REQUIRED WORK: Identify each line below that contains the word "track", and copy it out.

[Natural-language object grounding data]

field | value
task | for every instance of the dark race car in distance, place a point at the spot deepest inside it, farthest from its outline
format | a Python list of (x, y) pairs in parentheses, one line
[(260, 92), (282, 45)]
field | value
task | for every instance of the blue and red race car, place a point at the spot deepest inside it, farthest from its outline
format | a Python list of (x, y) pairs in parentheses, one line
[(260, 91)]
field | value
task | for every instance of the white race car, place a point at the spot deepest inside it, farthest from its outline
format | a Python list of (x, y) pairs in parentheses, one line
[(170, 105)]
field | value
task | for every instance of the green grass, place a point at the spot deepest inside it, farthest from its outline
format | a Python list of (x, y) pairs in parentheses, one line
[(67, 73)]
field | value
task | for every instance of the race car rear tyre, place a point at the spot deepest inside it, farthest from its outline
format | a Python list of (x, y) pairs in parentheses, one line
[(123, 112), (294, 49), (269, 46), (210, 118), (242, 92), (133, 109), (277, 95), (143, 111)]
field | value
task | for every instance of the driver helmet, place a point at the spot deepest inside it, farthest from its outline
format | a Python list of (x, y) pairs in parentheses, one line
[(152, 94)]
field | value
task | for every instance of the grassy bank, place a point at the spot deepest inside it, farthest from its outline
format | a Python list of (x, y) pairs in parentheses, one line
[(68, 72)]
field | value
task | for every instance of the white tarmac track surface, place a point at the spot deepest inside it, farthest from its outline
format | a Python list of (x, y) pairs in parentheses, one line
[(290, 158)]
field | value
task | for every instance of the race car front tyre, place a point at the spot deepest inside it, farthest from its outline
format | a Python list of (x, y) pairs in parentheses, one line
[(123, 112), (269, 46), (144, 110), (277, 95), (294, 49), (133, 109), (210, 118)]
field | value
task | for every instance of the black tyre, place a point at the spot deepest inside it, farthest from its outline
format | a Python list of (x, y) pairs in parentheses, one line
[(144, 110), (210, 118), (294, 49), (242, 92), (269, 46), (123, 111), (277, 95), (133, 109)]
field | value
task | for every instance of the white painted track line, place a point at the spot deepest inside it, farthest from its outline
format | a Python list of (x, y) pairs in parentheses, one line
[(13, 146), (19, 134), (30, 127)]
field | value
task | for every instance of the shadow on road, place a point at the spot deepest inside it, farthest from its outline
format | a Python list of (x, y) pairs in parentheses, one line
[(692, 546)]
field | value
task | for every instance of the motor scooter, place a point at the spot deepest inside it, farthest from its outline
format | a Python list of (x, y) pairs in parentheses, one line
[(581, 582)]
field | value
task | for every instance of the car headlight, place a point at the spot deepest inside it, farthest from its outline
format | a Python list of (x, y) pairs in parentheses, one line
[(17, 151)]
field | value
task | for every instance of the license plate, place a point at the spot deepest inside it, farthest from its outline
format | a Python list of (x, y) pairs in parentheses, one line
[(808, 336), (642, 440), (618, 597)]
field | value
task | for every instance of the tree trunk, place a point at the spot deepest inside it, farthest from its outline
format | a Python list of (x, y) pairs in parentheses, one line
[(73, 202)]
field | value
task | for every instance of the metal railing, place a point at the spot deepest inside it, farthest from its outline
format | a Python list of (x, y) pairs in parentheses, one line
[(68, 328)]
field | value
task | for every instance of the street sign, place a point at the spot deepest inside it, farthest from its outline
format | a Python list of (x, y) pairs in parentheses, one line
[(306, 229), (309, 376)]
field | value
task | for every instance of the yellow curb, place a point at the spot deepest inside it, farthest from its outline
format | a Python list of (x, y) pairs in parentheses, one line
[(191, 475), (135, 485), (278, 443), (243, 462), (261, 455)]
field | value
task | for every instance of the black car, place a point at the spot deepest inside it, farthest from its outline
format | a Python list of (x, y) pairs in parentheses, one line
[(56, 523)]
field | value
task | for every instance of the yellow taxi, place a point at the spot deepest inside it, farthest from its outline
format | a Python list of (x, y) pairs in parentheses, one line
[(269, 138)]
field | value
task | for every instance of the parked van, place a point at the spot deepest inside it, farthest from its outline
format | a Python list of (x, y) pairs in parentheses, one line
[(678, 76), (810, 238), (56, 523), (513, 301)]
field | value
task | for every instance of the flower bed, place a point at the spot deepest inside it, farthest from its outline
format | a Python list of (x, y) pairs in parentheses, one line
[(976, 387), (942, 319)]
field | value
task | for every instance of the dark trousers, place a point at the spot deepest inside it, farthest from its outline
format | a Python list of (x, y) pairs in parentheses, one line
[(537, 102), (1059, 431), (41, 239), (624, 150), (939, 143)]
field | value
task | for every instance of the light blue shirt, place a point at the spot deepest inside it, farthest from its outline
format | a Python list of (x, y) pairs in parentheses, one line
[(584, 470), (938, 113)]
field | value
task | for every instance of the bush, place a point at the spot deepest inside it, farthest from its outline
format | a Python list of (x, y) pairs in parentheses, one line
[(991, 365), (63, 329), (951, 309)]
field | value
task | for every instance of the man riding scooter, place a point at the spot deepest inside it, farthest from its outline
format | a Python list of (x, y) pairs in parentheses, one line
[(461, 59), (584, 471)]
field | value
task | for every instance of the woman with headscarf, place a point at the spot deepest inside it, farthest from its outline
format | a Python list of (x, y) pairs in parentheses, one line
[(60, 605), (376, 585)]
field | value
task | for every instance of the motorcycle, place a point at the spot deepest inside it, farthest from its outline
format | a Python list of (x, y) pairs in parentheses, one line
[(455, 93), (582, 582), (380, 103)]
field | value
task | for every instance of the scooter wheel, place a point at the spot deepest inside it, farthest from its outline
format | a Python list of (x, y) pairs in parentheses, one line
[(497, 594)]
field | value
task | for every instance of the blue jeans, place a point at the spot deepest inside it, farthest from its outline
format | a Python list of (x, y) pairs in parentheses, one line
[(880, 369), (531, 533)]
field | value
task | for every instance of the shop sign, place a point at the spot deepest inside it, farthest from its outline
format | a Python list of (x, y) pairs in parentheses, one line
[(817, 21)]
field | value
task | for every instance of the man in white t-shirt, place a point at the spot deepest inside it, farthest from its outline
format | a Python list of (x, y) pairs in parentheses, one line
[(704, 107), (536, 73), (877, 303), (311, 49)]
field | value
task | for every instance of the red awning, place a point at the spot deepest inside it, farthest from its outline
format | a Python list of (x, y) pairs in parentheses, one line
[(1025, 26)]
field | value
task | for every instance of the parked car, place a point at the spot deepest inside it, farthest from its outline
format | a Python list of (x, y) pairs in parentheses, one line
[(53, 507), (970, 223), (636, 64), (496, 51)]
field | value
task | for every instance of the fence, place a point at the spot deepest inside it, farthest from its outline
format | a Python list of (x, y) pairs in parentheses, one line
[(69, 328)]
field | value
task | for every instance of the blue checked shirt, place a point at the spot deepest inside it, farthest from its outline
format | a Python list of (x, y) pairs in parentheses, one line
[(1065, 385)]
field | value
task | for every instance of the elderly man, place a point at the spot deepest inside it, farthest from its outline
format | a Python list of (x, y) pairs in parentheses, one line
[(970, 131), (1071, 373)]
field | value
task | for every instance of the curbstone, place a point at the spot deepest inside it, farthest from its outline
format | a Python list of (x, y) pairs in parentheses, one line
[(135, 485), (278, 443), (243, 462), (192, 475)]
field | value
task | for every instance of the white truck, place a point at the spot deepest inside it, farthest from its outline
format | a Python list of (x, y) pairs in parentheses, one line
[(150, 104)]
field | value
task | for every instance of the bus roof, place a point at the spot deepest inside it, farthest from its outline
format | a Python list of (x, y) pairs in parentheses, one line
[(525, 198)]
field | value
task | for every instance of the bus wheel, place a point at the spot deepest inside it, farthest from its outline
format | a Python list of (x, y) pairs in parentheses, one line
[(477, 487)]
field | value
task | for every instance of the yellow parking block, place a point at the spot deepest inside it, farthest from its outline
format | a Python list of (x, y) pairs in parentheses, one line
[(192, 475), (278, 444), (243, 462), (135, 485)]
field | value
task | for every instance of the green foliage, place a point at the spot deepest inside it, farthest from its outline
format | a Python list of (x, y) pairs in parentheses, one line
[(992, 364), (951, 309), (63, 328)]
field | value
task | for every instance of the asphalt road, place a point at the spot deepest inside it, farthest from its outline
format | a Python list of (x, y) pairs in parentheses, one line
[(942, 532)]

WRITTEN REPLY:
task | for every instance of the white tarmac track surface, place a point at the spot deepest inside it, farthest from its outline
task | for every instance of the white painted track line, place a point at the spot deepest inside it, farthest from its outline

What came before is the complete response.